Some fear has been passed down generationally as water spaces played a central role in the story of racism and segregation in the United States. Even in Northern states like New Jersey and Massachusetts, Black families gathered in locations like Chicken Bone Beach in Atlantic City and Oak Bluffs on Martha’s Vineyard as they were pushed off or kept off other beaches.

And Civil Rights leaders received intense pushback when they targeted pools as opportunities for desegregation in the South. For example, when Black and white protesters jumped into a whites-only pool at the Monson Motor Lodge in St. Augustine, Florida, in 1964, the hotel’s owner poured acid into the pool. And when a federal judge ordered the desegregation of public swimming pools in Birmingham, Alabama, city officials closed all eight pools in the area rather than allow Black swimmers to use them.

Jones understands how access to water spaces and swimming lessons echos through current swimming statistics, and he’s empathetic as to why people of color don’t more broadly pursue swimming lessons for their children.

But in working with kids, Jones has found that encouraging avoidance isn’t effective because kids love playing in the water. Be it in pools, streams, lakes, or rivers, the draw is too strong to expect they’ll simply steer clear.

“I’ve been doing this work with kids for 13 years,” he says. “So my first question is, ‘How many of you like to be near the water?’ There’s not one hand that’s not up. So it’s really, really important that we give our children the proper tools to be safer underwater. And adults as well, because it’s never too late to learn.”

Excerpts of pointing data

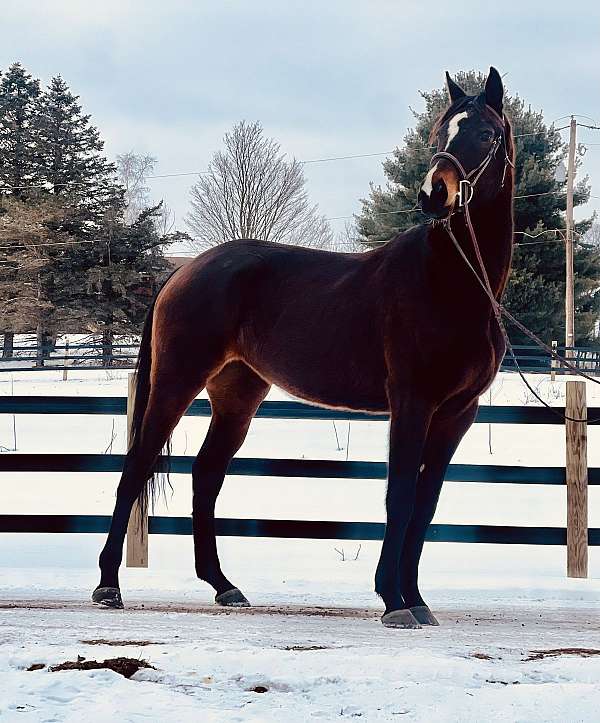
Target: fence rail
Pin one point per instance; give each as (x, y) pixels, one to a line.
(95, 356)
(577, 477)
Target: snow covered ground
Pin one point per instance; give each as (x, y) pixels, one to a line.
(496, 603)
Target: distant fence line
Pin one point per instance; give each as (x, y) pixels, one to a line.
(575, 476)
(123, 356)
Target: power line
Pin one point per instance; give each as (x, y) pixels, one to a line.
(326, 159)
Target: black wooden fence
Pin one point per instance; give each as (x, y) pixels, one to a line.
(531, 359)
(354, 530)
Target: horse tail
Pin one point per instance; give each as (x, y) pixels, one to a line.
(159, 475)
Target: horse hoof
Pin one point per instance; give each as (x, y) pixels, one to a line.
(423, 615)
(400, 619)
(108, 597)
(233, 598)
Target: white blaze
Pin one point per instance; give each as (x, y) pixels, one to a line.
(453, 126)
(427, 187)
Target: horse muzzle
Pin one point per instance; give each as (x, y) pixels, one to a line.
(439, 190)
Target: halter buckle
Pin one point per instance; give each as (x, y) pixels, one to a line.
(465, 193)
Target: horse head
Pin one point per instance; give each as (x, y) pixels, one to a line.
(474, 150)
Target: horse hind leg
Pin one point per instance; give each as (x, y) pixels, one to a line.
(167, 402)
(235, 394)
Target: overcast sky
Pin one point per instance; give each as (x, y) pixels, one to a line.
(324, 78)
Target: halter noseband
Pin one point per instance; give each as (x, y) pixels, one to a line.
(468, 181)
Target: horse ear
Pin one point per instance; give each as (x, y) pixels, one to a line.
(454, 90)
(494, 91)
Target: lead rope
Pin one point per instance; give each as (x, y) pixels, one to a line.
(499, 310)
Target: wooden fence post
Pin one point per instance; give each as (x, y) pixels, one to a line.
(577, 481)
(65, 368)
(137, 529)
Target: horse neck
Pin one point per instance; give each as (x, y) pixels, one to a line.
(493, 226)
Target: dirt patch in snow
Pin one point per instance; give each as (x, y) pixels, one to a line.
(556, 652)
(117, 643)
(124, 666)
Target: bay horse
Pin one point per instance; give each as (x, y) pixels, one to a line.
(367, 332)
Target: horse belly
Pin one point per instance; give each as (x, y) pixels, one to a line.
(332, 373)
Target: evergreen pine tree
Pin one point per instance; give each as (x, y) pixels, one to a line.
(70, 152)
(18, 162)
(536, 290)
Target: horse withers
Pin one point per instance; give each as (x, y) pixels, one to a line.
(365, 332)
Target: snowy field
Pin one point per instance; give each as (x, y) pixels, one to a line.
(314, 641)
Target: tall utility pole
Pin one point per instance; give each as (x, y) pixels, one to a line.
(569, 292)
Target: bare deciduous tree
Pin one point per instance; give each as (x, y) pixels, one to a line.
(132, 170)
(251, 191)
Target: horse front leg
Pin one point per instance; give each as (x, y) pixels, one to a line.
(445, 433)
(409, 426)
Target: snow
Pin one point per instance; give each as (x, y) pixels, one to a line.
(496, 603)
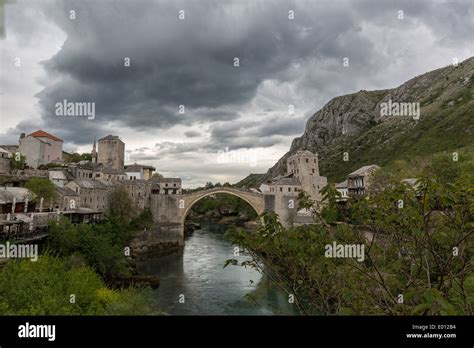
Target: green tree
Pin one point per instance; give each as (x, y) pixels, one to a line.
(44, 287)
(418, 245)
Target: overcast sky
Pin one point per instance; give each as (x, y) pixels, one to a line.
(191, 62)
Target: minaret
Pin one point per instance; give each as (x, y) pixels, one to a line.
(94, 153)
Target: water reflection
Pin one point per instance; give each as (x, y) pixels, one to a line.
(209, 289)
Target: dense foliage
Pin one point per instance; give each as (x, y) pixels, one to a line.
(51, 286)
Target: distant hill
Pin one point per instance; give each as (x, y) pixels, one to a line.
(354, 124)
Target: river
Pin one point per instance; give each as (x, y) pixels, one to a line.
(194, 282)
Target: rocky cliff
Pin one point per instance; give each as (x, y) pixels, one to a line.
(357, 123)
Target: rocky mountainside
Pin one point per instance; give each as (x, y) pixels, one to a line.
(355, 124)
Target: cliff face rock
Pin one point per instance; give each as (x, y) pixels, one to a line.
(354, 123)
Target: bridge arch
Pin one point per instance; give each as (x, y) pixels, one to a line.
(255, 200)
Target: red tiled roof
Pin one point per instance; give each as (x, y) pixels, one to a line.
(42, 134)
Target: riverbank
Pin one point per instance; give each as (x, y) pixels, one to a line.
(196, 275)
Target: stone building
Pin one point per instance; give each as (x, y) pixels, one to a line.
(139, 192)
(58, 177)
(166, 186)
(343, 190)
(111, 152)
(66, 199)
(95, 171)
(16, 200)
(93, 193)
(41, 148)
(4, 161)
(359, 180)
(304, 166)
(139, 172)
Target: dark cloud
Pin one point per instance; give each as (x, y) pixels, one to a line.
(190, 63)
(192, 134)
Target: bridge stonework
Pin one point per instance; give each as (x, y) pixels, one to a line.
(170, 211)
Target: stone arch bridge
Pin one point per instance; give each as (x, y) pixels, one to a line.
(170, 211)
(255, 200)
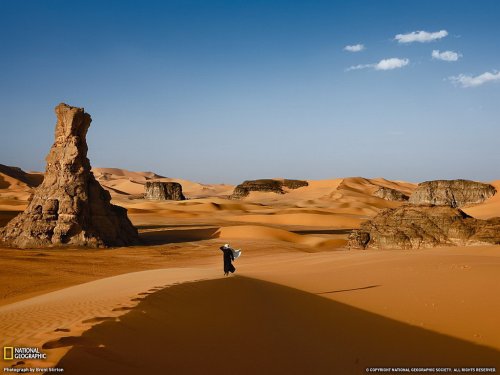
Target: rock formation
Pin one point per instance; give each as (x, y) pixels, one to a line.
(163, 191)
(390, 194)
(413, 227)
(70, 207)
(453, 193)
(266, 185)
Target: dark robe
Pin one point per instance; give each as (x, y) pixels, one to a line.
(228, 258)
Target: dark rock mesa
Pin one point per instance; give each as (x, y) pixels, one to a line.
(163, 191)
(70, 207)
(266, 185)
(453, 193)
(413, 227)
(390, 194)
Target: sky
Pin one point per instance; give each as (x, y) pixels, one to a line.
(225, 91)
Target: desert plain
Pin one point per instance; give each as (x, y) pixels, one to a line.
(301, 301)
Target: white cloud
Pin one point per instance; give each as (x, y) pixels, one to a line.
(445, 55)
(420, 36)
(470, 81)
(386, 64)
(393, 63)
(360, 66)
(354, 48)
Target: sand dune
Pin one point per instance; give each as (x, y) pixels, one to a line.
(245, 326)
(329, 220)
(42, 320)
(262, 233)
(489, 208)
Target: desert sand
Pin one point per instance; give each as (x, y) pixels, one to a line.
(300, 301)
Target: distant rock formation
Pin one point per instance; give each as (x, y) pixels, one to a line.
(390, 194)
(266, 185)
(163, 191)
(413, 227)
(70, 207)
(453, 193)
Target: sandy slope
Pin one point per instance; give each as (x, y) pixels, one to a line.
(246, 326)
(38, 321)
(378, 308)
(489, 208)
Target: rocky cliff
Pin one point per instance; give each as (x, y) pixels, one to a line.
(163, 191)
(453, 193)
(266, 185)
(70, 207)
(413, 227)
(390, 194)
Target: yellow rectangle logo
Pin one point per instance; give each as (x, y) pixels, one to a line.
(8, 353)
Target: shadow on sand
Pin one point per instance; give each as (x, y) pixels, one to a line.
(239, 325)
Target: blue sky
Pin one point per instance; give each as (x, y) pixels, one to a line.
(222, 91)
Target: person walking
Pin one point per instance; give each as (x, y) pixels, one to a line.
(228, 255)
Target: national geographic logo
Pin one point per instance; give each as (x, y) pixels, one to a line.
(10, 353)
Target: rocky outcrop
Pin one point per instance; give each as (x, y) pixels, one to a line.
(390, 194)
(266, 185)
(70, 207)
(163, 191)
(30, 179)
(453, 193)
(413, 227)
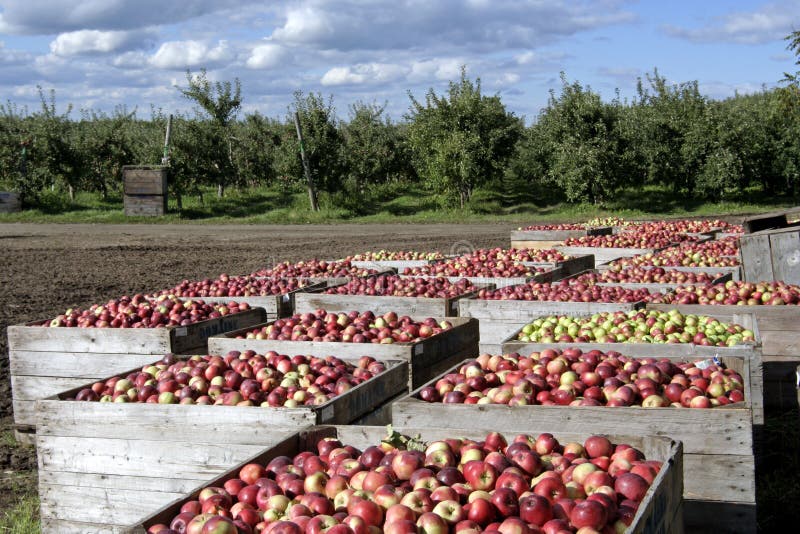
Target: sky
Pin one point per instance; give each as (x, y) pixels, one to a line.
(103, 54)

* * *

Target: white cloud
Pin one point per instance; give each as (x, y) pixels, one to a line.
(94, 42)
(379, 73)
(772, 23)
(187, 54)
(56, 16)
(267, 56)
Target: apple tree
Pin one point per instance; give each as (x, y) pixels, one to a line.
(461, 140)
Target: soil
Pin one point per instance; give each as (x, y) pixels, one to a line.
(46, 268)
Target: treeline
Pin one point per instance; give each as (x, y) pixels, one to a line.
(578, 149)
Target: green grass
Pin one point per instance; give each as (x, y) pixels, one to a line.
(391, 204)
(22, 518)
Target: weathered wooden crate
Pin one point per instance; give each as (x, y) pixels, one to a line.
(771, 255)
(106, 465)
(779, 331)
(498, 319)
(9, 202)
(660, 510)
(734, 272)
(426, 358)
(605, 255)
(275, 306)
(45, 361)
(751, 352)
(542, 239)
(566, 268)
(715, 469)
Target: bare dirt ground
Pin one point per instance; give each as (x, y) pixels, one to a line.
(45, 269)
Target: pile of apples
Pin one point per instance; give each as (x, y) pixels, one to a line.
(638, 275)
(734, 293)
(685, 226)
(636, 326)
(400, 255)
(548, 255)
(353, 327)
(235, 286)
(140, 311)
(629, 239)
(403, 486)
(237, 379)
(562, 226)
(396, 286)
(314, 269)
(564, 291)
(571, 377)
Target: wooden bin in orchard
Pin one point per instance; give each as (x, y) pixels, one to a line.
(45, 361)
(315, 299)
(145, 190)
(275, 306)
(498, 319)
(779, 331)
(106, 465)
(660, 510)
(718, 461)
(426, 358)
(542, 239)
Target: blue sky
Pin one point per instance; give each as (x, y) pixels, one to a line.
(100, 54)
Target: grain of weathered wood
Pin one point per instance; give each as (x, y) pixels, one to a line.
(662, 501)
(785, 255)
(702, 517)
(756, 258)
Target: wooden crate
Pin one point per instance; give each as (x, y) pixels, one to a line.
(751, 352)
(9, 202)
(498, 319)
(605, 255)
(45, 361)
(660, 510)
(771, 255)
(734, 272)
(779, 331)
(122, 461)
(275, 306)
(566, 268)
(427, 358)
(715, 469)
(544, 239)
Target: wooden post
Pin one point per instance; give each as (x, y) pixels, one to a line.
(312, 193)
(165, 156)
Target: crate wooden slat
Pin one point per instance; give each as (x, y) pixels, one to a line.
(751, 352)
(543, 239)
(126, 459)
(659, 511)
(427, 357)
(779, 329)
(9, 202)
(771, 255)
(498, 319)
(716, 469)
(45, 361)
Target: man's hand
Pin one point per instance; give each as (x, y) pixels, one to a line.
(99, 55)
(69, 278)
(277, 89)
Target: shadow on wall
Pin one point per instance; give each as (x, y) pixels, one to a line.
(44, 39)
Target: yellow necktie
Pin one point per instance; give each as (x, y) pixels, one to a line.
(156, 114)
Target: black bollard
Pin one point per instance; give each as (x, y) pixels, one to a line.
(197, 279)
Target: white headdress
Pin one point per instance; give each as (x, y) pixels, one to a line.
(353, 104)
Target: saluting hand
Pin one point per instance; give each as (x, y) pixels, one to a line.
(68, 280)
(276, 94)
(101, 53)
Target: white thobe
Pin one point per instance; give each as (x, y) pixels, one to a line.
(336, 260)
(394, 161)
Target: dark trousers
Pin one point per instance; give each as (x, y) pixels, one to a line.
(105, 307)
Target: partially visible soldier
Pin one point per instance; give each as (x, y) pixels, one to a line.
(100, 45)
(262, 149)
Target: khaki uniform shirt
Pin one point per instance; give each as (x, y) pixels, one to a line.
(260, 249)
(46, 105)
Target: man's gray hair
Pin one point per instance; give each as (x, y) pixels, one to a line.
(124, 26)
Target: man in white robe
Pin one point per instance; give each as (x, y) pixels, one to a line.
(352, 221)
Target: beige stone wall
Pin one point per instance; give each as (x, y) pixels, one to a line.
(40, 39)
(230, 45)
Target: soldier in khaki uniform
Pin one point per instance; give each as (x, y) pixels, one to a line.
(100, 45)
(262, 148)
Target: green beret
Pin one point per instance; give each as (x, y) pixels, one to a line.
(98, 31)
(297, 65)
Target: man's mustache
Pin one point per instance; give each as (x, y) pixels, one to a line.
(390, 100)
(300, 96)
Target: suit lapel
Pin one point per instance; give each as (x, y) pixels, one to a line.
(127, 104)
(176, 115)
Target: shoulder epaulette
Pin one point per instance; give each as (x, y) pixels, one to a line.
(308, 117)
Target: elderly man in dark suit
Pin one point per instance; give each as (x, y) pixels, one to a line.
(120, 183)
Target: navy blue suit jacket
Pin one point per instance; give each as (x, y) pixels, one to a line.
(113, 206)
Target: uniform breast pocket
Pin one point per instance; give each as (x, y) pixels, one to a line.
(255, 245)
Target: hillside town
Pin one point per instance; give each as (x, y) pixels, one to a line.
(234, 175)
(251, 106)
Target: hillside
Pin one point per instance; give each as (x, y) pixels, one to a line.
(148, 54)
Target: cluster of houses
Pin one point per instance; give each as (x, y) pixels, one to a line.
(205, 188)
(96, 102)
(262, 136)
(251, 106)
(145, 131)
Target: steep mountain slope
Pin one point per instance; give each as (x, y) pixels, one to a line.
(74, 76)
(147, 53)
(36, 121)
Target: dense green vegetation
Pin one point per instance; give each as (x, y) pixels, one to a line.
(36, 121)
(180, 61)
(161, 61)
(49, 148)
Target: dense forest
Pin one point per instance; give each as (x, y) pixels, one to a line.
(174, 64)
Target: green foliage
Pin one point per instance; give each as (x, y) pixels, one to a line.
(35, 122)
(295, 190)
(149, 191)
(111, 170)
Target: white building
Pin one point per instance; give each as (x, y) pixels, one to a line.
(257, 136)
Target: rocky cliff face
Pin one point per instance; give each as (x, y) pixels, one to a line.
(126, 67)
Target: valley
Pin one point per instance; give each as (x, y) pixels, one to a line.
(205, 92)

§ OBJECTIVE
Continue the excerpt on swimming access and water safety, picking up after its final sentence. These rows were taken from a separate source.

§ IN RESPONSE
Once you learn how to swim, you never forget.

At the moment, Jones is most excited about a new initiative he has in working with his fraternity brothers from Kappa Alpha Psi and members of Sigma Gamma Rho Sorority to provide swimming lessons through the organizations and their members. He sees college students as a prime group that can drastically decrease swimming stigmas in the Black community. Not only do college students carry tremendous sway with kids and teenagers, but they’ll also soon be parents with a decision to make about whether or not to enroll their kids in swimming lessons.

“I’ve been doing this work with kids for 13 years,” says Jones. “So my first question is, ‘How many of you like to be near the water?’ There’s not one hand that’s not up. So it’s really, really important that we give our children the proper tools to be safer underwater.”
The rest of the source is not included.